> **WHAT IS NEEDED**
Print the listing below exactly, images excluded.

> **INPUT DATA**
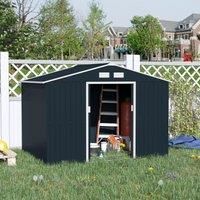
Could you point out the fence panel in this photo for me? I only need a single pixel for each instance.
(187, 72)
(15, 123)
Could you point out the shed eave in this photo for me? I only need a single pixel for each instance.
(84, 71)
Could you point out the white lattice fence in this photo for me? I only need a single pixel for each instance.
(187, 72)
(20, 70)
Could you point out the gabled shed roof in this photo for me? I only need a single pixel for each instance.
(79, 69)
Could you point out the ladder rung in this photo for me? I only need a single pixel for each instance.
(104, 135)
(108, 101)
(109, 90)
(109, 113)
(109, 124)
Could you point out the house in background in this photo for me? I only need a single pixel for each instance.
(117, 43)
(181, 36)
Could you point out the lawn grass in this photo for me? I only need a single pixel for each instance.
(116, 176)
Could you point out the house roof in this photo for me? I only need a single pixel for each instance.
(114, 30)
(77, 69)
(123, 30)
(169, 26)
(173, 26)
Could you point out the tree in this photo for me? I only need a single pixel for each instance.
(8, 32)
(59, 35)
(26, 11)
(95, 31)
(146, 36)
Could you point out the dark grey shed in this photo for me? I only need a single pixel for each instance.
(60, 111)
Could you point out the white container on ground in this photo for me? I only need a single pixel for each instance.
(104, 146)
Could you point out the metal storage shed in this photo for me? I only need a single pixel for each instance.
(59, 116)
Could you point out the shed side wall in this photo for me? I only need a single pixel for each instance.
(66, 121)
(152, 118)
(34, 120)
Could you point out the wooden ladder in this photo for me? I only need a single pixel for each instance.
(114, 114)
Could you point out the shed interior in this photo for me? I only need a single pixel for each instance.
(110, 115)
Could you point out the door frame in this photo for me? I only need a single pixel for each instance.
(133, 83)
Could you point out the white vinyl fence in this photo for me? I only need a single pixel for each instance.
(14, 71)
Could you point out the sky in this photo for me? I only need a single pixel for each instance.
(120, 12)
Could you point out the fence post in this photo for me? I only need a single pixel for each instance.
(4, 97)
(133, 62)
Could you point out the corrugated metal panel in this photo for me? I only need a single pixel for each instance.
(66, 118)
(152, 118)
(60, 111)
(34, 120)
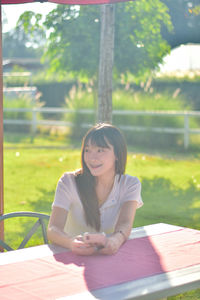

> **EXERCISE SOLUTION**
Could you point out the fence panel in this photo for me? I only need a single pixel for each instance.
(187, 72)
(15, 123)
Could you point out the shed eave in this photo for me? I only need a single pixel for each instance.
(84, 71)
Could you point out the white lattice fence in this photo for me? I only need a single pixel for each instance.
(187, 72)
(20, 70)
Could you point out the gabled shed roof in this photo for me? I only need a single pixel for each instance.
(79, 69)
Could you point out the ladder rung in this photo for me? I only need a single pixel for each instance.
(104, 135)
(108, 101)
(109, 90)
(109, 113)
(109, 124)
Could you point out the house in background in this photo for me? I only need a single pixel for each instance.
(117, 43)
(181, 36)
Could you point out the lawn grass in this photo for me? I only need a single pixel for each instance.
(116, 176)
Could you point out the house roof in this photo for me? I only need a single pixel for each instance.
(114, 30)
(77, 69)
(123, 30)
(169, 26)
(173, 26)
Could you point out the tree in this photo for me? I only need a single pixel for each instance.
(8, 32)
(59, 35)
(26, 11)
(95, 31)
(146, 36)
Could you point out the dark grey shed in this photo for me? I only need a single pixel for each instance.
(60, 111)
Could you point out the white container on ground in this photo for me? I only need a single pixel for each instance.
(104, 146)
Could you point out the metal storage shed in this photo for me? I only need a single pixel for each instance.
(59, 116)
Could you point out the shed side wall in this photo for me? I only need a single pixel for each instance.
(66, 121)
(152, 118)
(34, 120)
Could you point out the wooden ladder in this photo for me? I only need a single pixel for each instance.
(114, 114)
Could you point out the shed interior in this photo for me? I only need a single pixel for each instance.
(110, 115)
Could you point out the door frame in this photo for me? I only need a single pixel for each instance.
(133, 83)
Could you point out the white vinyl fence in this photo for me? I only need a single pixel for each instance.
(14, 71)
Could you point out the sky in this photo for me? I only need a single pixel for each instance.
(120, 12)
Could you point out the fence post in this photo for me? I only need a single pixel for each instance.
(4, 97)
(133, 62)
Could you point out the corrugated metal panel in this photo for me? I only need a single pixel for each instance.
(66, 118)
(152, 118)
(60, 111)
(34, 120)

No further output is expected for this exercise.